PROBLEM TO SOLVE:
Check each line of the records below and collect those that include the word "pair".

ENTRIES PROVIDED:
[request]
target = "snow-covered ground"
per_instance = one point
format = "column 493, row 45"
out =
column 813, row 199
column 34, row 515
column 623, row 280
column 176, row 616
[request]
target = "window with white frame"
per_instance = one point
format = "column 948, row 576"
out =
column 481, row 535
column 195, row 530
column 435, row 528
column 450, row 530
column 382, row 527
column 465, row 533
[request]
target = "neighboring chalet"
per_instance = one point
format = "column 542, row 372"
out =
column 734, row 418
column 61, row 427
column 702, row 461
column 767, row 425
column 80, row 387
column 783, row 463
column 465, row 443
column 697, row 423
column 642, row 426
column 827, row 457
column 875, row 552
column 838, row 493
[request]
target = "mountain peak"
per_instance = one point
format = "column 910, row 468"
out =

...

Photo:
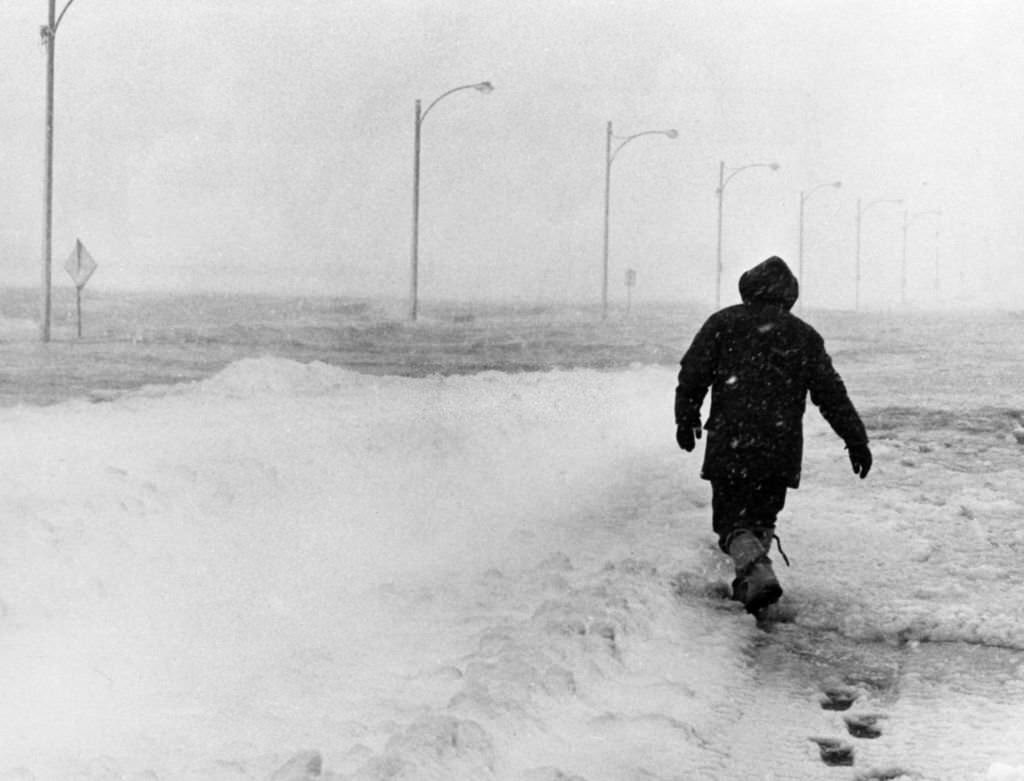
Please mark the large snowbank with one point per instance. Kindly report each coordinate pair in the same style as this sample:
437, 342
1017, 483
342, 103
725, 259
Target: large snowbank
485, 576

==

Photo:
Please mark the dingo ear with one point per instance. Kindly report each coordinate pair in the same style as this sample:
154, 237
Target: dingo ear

WRITTEN ANSWER:
Please mark the large snowbank with one point per instance. Kindly report each coordinate pair in the same style as this sample:
Please mark the dingo ear with one point per instance. Kindly report each coordinate pair in the same style as this sample:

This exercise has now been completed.